● ABOUT THIS TASK: Pull every line holding the word "throw" from the data below and copy it.

● DATA RECORDS:
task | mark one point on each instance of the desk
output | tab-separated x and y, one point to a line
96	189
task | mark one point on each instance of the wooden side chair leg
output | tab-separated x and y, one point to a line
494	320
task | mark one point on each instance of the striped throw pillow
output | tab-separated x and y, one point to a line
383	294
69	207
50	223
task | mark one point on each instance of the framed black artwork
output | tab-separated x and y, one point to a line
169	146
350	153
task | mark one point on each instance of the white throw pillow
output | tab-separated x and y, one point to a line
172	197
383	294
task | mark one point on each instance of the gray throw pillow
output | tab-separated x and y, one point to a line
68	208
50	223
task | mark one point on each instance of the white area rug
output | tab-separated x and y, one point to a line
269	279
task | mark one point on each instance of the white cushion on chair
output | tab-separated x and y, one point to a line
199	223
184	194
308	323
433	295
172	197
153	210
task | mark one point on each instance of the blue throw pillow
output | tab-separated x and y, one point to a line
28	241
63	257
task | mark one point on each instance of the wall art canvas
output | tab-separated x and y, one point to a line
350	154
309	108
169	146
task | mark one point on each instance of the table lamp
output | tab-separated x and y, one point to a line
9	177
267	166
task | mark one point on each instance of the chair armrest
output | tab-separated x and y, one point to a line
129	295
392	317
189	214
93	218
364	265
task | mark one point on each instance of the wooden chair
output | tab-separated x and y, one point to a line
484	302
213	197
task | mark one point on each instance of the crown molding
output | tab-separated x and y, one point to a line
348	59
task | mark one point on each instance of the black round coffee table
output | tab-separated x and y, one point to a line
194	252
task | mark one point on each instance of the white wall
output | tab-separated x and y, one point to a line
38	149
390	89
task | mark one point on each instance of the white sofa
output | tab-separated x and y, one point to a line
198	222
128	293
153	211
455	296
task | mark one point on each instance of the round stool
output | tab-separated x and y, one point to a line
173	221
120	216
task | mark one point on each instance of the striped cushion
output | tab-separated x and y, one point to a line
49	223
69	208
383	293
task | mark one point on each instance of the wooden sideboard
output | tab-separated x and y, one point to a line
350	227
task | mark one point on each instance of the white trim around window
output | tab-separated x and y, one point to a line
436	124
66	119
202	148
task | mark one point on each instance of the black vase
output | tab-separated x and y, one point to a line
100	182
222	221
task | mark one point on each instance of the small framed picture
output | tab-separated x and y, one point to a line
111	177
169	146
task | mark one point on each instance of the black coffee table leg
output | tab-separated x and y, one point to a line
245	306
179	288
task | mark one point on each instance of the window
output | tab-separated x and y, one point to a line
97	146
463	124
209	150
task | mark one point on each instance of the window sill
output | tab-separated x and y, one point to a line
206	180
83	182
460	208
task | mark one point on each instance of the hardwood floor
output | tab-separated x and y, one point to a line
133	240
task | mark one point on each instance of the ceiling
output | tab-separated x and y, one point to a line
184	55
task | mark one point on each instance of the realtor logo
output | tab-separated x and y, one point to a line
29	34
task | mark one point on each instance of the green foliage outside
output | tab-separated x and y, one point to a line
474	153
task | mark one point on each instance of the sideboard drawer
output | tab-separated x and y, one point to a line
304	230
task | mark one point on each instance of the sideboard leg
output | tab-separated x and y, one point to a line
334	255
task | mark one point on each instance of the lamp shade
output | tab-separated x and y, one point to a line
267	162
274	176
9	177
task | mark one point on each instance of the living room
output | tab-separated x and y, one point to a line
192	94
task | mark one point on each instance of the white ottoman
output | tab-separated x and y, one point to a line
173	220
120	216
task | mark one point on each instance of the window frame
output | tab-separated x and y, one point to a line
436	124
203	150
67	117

==

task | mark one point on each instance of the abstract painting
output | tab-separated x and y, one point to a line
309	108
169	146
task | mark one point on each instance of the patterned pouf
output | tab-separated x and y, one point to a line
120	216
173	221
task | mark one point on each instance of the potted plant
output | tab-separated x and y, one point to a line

● RESULT FOR THIS TASK:
task | mark one point on each instance of the striped throw pillow
task | mark one point on each instance of the white throw pillow
task | mark one point on each instance of the gray throw pillow
task | mark one point on each instance of the blue throw pillow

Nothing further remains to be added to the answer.